### EXERCISE PROMPT
Reproduce the records from the line with "Where can the neck" to the line with "column 826, row 118", both included, and replace "black metal fence" with "dark iron railing" while keeping everything else unchanged. Give only those lines.

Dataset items
'''

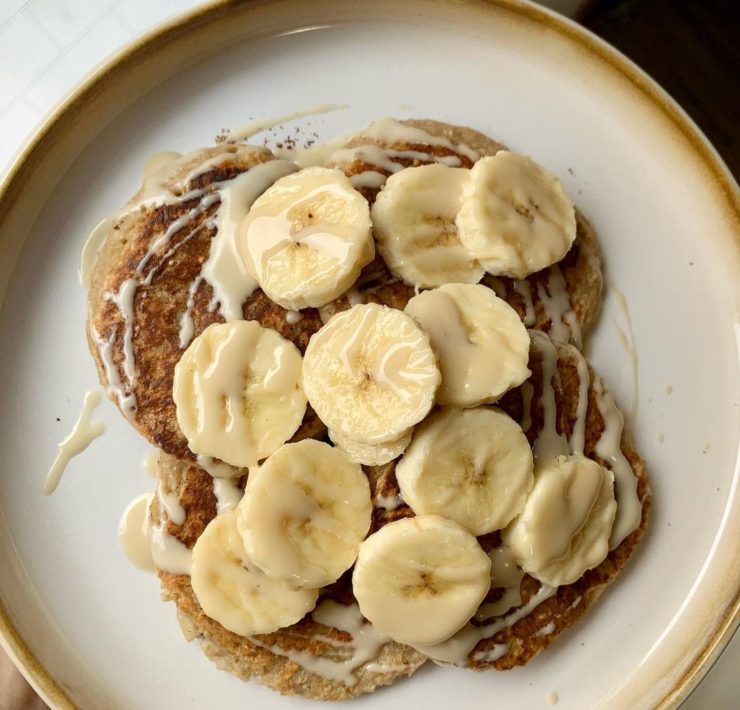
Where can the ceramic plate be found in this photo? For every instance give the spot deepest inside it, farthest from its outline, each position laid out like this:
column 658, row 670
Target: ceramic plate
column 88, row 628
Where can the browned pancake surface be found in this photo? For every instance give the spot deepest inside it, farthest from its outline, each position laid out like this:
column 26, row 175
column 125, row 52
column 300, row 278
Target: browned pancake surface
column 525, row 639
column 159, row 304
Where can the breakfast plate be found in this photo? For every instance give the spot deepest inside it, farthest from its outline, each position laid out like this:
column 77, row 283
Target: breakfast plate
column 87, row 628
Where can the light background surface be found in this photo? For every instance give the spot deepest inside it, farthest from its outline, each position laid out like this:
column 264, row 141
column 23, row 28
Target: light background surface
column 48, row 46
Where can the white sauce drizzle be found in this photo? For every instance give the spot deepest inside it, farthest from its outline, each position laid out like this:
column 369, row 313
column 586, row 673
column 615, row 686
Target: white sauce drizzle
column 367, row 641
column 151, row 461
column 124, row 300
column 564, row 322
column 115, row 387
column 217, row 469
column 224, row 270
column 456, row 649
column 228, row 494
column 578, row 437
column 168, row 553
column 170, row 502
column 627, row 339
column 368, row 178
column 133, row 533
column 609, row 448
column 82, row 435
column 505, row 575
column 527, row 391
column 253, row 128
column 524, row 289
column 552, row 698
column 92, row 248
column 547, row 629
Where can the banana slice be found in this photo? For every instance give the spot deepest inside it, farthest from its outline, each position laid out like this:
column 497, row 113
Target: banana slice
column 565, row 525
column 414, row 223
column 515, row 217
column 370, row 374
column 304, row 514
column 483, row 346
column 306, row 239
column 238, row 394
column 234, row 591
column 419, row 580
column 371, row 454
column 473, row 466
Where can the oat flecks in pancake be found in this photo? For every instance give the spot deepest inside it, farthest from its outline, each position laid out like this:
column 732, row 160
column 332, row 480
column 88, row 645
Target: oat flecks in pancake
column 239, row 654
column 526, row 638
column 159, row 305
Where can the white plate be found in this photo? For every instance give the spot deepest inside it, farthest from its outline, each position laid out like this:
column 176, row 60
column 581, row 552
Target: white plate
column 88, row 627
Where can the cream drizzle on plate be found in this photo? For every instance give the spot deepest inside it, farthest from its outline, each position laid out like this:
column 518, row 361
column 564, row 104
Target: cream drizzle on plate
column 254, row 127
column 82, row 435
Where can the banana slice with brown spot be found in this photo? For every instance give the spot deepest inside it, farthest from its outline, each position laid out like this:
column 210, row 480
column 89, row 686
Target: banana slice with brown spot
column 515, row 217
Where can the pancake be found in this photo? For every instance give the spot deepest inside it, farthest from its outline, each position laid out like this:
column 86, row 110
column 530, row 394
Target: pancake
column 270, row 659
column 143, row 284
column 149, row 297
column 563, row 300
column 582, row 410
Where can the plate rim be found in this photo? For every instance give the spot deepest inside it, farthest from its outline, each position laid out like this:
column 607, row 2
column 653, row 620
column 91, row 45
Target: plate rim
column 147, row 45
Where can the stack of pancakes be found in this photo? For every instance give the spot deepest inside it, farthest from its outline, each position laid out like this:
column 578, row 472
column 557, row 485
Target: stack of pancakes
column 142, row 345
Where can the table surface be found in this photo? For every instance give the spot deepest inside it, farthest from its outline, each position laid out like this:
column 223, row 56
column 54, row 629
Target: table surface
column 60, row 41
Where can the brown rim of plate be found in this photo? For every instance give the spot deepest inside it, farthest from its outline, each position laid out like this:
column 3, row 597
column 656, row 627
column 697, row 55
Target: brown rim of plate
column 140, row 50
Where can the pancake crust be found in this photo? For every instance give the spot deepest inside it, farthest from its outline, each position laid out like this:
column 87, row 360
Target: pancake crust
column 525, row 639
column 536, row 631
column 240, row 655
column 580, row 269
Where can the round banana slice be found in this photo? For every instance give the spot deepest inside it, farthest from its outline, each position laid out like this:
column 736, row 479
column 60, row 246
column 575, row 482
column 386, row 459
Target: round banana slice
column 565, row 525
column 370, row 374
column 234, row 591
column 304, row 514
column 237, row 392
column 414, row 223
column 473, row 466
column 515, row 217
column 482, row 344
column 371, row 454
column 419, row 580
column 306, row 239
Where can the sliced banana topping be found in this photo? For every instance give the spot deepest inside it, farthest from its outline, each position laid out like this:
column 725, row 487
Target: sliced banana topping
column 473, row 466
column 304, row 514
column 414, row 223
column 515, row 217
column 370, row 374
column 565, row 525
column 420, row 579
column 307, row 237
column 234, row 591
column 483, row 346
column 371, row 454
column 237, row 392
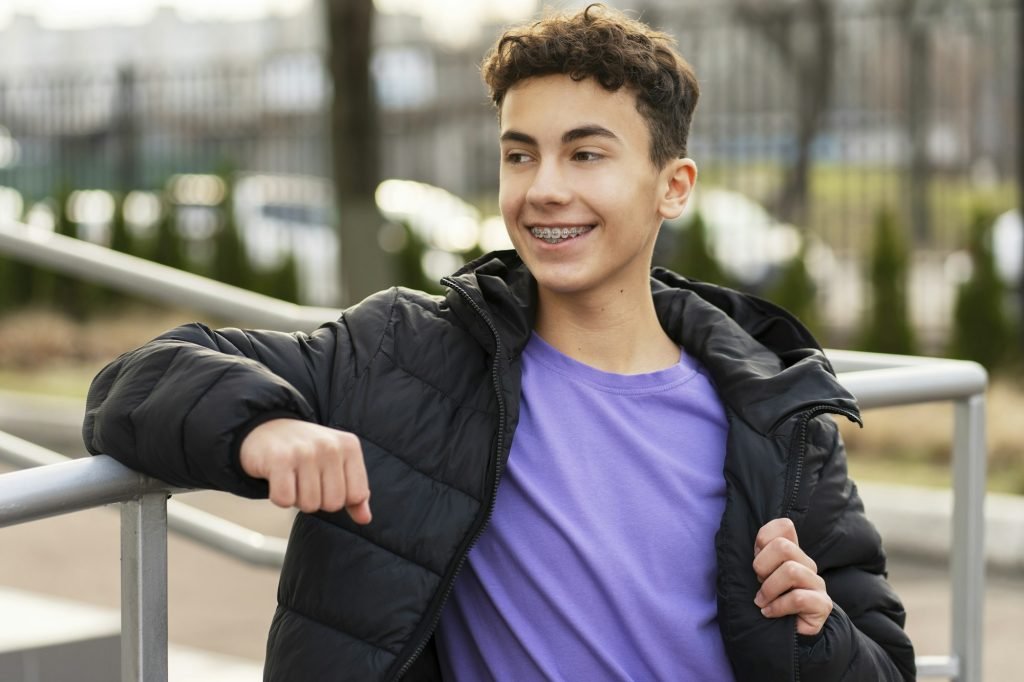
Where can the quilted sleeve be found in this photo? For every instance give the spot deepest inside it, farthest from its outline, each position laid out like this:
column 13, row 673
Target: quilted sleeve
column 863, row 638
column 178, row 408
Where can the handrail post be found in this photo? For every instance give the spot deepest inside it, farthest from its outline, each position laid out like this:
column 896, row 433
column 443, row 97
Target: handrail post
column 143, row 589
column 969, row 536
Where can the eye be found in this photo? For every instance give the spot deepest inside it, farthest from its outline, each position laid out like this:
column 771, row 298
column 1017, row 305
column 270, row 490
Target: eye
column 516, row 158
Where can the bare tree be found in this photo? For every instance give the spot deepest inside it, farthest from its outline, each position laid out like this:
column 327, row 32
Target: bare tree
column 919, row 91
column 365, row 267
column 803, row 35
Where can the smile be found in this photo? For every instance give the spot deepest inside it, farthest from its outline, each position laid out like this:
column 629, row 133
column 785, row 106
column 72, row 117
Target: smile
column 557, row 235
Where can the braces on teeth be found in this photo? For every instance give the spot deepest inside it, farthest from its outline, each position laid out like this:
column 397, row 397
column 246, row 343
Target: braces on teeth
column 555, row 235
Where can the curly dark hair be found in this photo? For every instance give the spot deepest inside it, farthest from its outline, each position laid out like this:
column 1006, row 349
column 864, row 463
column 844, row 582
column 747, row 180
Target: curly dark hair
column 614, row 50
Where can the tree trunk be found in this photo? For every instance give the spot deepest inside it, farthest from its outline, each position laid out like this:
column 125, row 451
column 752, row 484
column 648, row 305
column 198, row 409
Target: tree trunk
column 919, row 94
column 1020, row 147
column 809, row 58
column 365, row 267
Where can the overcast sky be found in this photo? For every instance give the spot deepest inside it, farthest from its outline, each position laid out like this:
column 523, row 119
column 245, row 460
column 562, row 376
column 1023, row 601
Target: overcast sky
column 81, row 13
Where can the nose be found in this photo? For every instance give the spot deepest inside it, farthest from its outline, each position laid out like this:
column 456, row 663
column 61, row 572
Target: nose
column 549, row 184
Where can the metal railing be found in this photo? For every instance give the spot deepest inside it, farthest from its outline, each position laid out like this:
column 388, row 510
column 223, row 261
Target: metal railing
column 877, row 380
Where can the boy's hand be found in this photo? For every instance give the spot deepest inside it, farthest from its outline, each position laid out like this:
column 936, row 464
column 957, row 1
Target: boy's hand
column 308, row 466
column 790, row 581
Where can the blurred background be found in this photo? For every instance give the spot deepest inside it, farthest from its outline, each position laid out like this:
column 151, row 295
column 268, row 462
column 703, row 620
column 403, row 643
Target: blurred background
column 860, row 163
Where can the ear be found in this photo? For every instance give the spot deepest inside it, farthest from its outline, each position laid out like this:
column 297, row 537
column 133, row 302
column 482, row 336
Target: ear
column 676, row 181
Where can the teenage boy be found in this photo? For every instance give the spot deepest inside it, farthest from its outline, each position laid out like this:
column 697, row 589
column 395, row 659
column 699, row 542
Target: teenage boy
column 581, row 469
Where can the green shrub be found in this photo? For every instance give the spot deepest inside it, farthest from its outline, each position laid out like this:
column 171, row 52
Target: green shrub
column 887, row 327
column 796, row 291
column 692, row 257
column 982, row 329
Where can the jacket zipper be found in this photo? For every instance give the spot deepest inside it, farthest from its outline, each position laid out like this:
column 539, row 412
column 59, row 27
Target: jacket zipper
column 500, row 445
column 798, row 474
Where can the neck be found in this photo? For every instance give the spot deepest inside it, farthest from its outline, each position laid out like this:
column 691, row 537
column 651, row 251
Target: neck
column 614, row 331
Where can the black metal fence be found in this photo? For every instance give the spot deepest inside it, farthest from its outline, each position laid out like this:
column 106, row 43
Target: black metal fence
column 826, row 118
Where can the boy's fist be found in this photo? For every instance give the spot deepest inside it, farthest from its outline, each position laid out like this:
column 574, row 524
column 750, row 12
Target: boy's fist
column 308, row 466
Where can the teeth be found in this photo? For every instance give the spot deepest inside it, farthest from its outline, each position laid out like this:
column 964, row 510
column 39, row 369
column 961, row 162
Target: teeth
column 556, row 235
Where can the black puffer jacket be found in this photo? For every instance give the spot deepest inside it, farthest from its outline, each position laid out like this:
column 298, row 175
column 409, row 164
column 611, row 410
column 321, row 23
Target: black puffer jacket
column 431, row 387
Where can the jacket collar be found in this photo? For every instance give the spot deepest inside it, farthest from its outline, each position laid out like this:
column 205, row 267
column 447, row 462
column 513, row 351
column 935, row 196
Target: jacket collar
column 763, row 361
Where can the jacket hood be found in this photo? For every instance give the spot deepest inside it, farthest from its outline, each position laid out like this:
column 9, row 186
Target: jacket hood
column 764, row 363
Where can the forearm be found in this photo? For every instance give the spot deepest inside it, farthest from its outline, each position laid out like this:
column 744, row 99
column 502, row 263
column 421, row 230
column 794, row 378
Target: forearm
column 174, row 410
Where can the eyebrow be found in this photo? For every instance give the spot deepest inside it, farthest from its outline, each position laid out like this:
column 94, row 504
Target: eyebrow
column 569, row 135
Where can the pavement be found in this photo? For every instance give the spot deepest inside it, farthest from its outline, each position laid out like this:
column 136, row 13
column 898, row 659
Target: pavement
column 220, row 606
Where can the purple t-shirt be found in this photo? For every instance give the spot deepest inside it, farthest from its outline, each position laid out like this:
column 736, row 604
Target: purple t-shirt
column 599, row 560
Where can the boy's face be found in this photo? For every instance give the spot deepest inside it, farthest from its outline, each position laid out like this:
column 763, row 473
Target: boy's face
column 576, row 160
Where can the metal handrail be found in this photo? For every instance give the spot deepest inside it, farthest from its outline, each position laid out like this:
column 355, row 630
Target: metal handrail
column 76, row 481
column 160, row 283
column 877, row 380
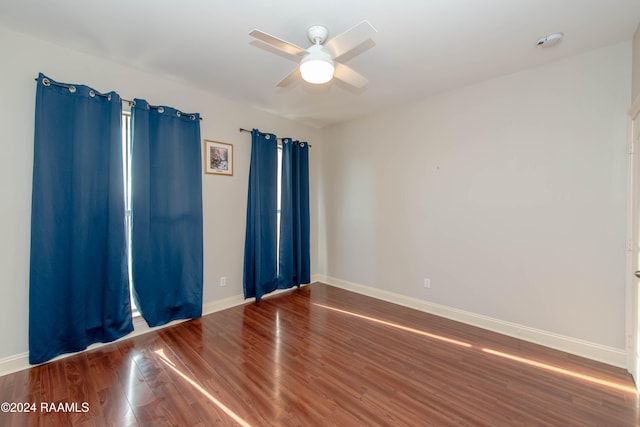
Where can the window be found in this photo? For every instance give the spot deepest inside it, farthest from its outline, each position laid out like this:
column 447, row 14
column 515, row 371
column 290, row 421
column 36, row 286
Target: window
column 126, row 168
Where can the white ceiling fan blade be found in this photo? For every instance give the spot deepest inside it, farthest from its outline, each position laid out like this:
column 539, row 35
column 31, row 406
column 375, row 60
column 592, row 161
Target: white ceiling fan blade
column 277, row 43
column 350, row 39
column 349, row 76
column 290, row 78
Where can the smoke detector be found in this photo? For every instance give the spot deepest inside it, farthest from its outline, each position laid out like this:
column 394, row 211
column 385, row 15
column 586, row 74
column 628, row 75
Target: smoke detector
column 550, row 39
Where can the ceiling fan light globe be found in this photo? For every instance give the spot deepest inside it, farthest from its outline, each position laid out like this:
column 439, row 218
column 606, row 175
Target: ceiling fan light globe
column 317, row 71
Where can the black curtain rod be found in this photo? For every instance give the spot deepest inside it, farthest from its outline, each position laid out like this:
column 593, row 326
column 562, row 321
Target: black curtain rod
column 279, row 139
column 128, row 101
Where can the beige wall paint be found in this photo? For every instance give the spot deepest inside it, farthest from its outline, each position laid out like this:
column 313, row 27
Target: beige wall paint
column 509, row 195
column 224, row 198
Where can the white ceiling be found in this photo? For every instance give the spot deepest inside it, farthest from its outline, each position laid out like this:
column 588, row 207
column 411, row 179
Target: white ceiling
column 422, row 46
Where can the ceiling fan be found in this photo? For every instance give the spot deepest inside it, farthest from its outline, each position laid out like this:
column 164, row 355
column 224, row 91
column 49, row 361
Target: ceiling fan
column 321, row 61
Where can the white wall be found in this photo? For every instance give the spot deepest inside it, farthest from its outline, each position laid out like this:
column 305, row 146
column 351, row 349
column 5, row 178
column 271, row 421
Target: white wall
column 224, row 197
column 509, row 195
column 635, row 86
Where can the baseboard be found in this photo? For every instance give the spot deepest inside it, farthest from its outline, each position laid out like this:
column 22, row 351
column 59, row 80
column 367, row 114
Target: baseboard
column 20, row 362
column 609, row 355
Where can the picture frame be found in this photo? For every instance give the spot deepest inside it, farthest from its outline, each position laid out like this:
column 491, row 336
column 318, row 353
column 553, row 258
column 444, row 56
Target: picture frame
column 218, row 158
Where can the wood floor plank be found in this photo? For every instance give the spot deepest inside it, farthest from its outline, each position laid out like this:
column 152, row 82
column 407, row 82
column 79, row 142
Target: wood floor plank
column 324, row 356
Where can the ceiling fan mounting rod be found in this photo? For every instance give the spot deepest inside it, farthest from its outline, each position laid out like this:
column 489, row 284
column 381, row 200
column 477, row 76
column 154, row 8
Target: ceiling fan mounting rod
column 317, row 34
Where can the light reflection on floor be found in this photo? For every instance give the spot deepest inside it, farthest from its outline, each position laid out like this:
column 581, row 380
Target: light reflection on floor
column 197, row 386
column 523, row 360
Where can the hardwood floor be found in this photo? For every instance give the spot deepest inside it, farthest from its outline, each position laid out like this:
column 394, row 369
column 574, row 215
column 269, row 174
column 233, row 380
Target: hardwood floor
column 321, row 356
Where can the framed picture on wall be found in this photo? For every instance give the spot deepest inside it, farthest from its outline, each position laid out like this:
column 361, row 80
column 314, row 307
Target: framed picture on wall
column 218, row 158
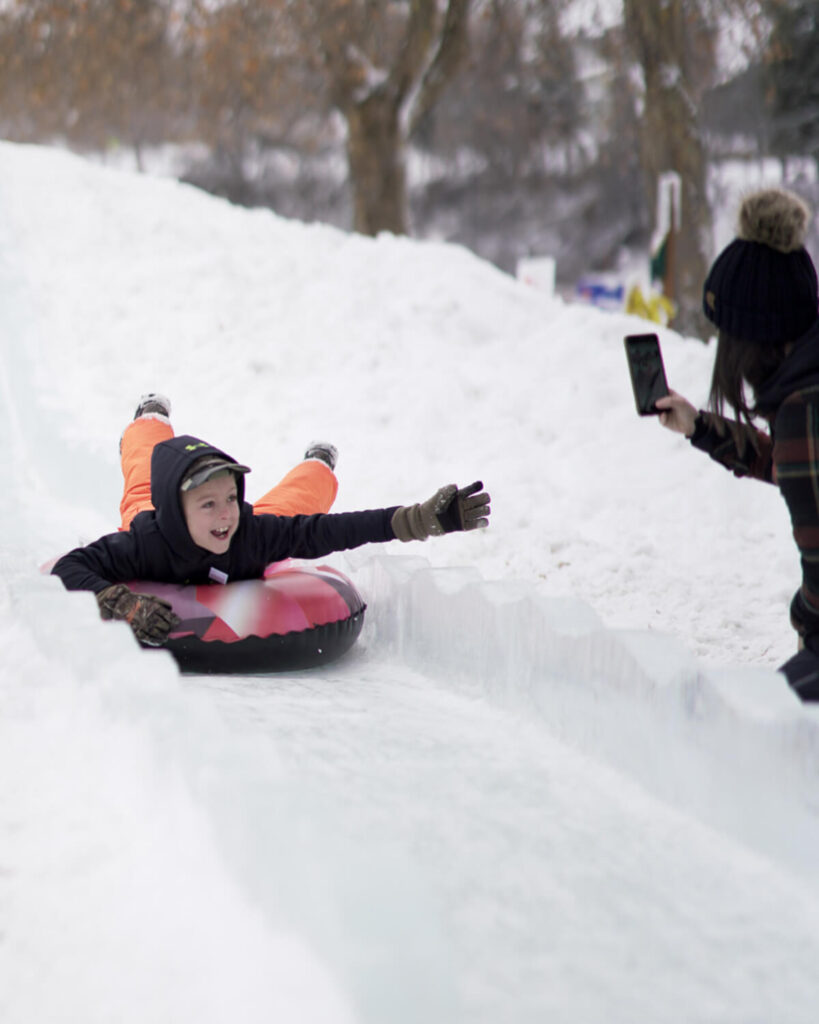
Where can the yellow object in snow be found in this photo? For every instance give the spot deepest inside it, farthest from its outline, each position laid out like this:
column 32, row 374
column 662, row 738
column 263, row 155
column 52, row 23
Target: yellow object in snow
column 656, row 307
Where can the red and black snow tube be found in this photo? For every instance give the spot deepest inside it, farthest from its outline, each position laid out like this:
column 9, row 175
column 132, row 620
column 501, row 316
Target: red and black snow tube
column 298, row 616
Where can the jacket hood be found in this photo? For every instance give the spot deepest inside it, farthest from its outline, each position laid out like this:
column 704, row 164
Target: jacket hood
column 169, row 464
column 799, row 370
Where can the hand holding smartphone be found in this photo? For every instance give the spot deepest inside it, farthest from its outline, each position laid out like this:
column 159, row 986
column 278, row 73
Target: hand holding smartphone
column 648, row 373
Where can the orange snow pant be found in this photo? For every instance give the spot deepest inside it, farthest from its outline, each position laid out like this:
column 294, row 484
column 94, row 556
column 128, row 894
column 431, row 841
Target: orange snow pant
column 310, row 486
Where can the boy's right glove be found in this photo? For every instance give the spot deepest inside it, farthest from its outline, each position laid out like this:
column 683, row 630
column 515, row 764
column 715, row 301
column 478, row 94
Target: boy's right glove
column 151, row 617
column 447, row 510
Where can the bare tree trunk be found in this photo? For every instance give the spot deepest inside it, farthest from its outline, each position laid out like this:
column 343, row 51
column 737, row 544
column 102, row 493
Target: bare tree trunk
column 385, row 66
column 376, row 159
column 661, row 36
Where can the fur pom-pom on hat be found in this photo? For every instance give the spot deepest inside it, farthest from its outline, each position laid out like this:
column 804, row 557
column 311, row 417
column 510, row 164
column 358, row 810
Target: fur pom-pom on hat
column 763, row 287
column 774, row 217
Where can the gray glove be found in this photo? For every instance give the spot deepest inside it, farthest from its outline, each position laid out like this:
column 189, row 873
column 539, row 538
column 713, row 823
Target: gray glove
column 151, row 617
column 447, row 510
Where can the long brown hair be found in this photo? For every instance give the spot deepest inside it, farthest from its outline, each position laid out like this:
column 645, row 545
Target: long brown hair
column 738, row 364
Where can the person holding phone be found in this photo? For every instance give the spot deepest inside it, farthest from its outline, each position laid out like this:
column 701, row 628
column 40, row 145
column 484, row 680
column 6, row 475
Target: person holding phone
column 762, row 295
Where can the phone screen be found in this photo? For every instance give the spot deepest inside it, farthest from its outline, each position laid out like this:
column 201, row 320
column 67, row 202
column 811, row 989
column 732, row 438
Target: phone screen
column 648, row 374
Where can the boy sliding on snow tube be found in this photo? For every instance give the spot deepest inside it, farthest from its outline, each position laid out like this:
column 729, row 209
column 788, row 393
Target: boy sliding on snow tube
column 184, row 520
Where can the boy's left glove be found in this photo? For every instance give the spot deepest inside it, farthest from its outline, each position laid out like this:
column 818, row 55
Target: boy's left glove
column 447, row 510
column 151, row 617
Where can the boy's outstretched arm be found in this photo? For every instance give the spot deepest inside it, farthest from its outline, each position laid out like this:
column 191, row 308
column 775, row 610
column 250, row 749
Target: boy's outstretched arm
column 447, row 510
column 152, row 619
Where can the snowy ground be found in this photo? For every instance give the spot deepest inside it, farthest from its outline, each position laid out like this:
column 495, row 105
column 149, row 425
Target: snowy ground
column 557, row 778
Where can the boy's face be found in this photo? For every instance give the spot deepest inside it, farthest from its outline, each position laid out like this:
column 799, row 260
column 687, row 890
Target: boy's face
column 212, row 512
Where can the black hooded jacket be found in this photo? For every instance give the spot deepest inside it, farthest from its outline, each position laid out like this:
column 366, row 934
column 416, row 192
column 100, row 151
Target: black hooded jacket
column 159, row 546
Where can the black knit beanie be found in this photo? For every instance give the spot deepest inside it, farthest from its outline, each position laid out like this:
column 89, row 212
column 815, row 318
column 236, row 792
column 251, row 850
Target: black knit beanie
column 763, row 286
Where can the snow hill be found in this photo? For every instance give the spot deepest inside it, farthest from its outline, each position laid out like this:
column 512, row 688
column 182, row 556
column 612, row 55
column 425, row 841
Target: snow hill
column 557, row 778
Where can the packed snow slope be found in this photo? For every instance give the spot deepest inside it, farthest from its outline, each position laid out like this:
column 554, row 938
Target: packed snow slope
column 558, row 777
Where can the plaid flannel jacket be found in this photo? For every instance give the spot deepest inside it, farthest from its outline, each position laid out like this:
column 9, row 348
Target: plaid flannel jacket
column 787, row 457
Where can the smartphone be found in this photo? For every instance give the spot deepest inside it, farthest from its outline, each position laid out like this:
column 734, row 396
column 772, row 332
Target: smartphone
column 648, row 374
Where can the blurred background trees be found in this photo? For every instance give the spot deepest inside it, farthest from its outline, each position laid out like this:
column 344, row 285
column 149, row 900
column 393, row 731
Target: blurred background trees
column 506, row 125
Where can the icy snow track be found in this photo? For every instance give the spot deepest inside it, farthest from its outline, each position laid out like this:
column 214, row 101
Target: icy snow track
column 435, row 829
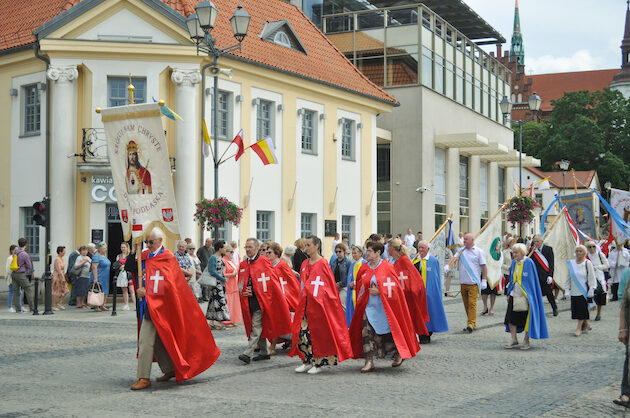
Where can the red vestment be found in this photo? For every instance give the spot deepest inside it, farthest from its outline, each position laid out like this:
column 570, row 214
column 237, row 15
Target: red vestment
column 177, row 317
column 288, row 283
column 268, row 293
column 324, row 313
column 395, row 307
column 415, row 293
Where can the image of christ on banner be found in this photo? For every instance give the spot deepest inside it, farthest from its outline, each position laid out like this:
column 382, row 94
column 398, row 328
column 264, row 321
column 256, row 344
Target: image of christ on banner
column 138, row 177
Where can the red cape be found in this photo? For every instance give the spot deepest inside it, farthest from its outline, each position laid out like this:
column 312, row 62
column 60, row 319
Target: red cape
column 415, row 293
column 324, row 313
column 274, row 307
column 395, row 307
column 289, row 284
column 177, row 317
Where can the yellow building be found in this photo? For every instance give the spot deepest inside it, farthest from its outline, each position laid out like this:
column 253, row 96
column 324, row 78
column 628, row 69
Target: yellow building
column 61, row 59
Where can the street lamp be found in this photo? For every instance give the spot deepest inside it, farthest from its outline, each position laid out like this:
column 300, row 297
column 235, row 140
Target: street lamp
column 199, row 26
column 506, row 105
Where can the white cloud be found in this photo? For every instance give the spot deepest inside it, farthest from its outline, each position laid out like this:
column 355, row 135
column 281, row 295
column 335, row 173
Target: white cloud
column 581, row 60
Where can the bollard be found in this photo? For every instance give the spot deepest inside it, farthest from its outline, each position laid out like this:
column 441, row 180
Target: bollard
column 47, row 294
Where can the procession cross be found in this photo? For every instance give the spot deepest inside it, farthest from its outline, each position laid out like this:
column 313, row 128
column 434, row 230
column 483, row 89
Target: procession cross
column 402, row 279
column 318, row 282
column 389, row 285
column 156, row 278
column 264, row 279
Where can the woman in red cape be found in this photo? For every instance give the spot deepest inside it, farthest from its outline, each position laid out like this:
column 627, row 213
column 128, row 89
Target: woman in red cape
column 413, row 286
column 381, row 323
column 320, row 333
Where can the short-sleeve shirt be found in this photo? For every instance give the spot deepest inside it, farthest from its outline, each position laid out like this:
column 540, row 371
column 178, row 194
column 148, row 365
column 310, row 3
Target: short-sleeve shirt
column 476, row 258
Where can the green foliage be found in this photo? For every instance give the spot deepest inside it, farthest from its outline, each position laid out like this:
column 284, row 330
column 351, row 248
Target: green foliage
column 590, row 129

'''

### WORKED ANSWER
Where can the neck be found in this photo? For every instance give the spot deepest inside it, farthest from its outline, each position laid out like this:
column 691, row 537
column 651, row 251
Target: neck
column 614, row 331
Where can the dark iron railing be found in this photo? For every instance give the spot deepest inside it, farthest from its outline, each position laid out like this:
column 106, row 43
Target: dark iron railing
column 826, row 118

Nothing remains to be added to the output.